● **Document**:
++++++++++++++++++++
It is, in a number of ways, but I will not dwell much on the reason why we say so, for I believe that those who have been in Sodom cannot be tutored on what hell looks like.
My interest is to move on and talk about reconfiguring a fundamental institution which should champion our route to recovery and growth.
And that institution is education.
I shall begin with an analysing its current configuration paying special attention to the limitations that require immediate redress.
Can I begin with a shocking revelation?
Did you know that in spite of the fact that Zimbabwe is the most literate country in Africa, it is the only country in the Southern African Development Community (SADC) that does not have a National Qualification Framework (NQF)?
All other SADC countries including Lesotho and the new entrant Seychelles have their NQFs.
When you ask why, you get the tantalising answer: Because we have three Ministries of Education (Psychomotor; Primary and Secondary; and Higher and Tertiary) which do not share anything, headed by ministers of varying and tangential propensities.
They serve not the nation but their own egos.
What dissonance is this?
And yet mind you the NQF is the standard against all educational qualifications, skills and competencies.
A NQF can be described as an instrument for classification of qualifications.
The qualifications are incorporated on different levels in the NQF according to a set of criteria for the learning achieved.
Establishing a NQF in Pakistan has potential to promote transparency and progression and to provide a framework for more robust quality assurance mechanisms.
Also, a NQF has potential to improve linkages between labour market needs of competences and provision of such competences from the education sector.
The focus on qualifications frameworks all over the world displays a variety of objectives.
These aims must be regarded according to the different contexts of countries but international experience shows that aims of a NQF may include:
– Establishing national standards of qualifications.
– Providing a model for transparency and comparison of qualifications.
– Promoting quality of education and training provision and development.
– Strengthening access to learning and progression in learning.
– Supporting lifelong learning.
– Improving recognition of prior learning.
– Creating an instrument for change in the education system.
– Expanding possibilities for international recognition of qualifications.
– Increasing coherence between education output and needs of the labour market.
I have just highlighted these objectives to show you how critical a NQF is.
And yet we do not have one just because personalities heading the critical ministries do not like each other with each doing their own thing.
This is tragic.
Even more so, considering that SADC as a region now has a Regional Qualification Framework (RQF) of which Zimbabwe is a part without its own.
And then you begin to wonder why all these ministries instead of just one well-co-ordinated Ministry of Education!
Efforts to embark on the development of the Zimbabwean NQF were stalled because personalities in the different education ministries have different priorities and exercise rigid ministerial sovereignties. In fact, the media is awash with records of verbal sallies ministers, deputy ministers and permanent secretaries making a fool of each and accusing each other of territorial violations at the expense of the development of a holistic education enterprise for Zimbabweans.
++++++++++++++++++++
● **Provided records**:

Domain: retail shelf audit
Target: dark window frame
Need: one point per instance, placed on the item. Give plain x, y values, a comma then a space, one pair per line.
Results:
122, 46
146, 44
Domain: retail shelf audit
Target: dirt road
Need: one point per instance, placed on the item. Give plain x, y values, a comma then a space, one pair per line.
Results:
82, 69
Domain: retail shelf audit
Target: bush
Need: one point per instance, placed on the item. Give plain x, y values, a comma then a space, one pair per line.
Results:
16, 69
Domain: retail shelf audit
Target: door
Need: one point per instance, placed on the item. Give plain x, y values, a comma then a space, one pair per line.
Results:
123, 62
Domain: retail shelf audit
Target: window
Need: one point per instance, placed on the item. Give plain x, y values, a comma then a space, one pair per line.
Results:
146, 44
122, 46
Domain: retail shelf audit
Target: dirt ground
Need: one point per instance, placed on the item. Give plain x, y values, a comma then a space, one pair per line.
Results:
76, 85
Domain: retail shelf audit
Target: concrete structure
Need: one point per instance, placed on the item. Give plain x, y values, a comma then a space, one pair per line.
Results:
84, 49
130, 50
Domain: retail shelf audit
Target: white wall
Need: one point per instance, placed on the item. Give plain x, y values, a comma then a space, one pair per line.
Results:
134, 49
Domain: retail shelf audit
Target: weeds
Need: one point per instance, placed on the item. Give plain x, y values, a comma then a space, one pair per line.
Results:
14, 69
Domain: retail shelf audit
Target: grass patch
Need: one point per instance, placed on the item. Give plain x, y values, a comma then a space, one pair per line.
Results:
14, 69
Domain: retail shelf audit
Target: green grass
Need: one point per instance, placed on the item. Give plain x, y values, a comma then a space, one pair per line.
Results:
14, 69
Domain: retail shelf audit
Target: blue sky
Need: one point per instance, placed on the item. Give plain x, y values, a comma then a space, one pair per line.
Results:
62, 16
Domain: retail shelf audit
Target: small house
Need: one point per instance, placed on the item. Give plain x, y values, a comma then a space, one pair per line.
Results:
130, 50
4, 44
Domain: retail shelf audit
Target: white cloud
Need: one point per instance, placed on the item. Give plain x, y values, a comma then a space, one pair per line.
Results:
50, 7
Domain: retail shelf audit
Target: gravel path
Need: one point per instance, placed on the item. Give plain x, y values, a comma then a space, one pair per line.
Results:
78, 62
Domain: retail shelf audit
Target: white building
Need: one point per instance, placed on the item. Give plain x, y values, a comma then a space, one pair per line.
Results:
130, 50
++++++++++++++++++++
● **Requirements**:
a) List every country named in the article on Zimbabwe's education ministries.
b) Please reproduce a passage from the article on Zimbabwe's education ministries, beginning at the words "These aims must" and stopping after "progression in learning.".

● **Answers for the exercise**:
a) Zimbabwe, Lesotho, Seychelles, Pakistan

b)
These aims must be regarded according to the different contexts of countries but international experience shows that aims of a NQF may include:
– Establishing national standards of qualifications.
– Providing a model for transparency and comparison of qualifications.
– Promoting quality of education and training provision and development.
– Strengthening access to learning and progression in learning.